━━━ Entries shown
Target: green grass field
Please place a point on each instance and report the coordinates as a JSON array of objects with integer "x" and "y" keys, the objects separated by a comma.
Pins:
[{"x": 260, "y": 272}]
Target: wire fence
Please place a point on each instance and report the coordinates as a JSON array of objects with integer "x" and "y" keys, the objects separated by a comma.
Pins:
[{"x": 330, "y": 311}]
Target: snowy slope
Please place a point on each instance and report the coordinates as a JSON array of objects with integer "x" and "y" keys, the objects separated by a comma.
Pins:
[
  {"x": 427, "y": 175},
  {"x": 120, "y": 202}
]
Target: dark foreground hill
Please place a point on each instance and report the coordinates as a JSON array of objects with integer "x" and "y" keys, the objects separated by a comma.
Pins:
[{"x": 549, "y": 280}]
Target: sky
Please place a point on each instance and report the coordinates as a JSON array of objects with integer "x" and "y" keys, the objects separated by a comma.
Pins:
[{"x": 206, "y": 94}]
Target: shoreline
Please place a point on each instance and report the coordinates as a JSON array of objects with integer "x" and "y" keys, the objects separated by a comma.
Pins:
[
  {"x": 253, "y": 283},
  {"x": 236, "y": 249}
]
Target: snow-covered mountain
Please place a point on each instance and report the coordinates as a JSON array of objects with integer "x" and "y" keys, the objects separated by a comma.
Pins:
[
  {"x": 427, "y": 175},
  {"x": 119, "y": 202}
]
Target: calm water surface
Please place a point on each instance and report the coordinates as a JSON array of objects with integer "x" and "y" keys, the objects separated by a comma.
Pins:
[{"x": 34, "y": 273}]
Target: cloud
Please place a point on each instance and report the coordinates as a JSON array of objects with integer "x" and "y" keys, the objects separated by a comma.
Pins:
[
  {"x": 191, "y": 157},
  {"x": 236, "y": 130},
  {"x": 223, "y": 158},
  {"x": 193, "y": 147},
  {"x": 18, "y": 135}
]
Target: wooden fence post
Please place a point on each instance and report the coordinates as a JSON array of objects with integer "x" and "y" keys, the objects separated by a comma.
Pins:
━━━━━━
Output the material in full, matching it word for word.

Target: green grass field
Please place a point on each instance and report the coordinates as a JSON array of objects with integer "x" and "y" keys, the objects separated by a comma.
Pins:
[{"x": 260, "y": 272}]
Target: wire fence
Please place a point on each instance and report the coordinates as a JSON array of objects with integer "x" and "y" keys, the objects separated by a comma.
Pins:
[{"x": 330, "y": 311}]
Target: snowy slope
Please place a point on each instance and report the coordinates as a JSON array of objects with integer "x" and "y" keys, the objects separated by a comma.
Pins:
[
  {"x": 427, "y": 175},
  {"x": 120, "y": 202}
]
Target: dark foreground hill
Please place a point on each instance and report the coordinates as a JSON array of objects with integer "x" and "y" keys, the objects separated by a comma.
Pins:
[{"x": 549, "y": 280}]
Target: sky
Please place a point on each instance and report the coordinates as a JSON array of objects with integer "x" and "y" keys, the objects separated by a comma.
Pins:
[{"x": 206, "y": 94}]
Target: shoreline
Please place a point on each instance and report the coordinates as a JSON array of objects with integer "x" and "y" keys, the objects separated by a comma.
Pins:
[
  {"x": 253, "y": 283},
  {"x": 236, "y": 249}
]
Target: snow-covered mountain
Please place a point on each instance and report the coordinates as a JSON array of objects with integer "x" and "y" keys, the objects separated by a comma.
Pins:
[
  {"x": 427, "y": 175},
  {"x": 119, "y": 202}
]
Target: calm water surface
Please place a point on each instance and report the coordinates as a JSON array of objects with integer "x" and "y" keys, the objects separated by a comma.
Pins:
[{"x": 34, "y": 273}]
Target: cloud
Please place a point on each instance and report the coordinates as a JSON array of objects with integer "x" and "y" keys, the objects separated by a comma.
Pins:
[
  {"x": 191, "y": 157},
  {"x": 236, "y": 130},
  {"x": 223, "y": 158},
  {"x": 193, "y": 147},
  {"x": 18, "y": 135}
]
Target: wooden fence post
Please place a point on each instance and report the coordinates as a JSON array of objects with integer "x" and "y" keys, the objects separated by a comma.
Pins:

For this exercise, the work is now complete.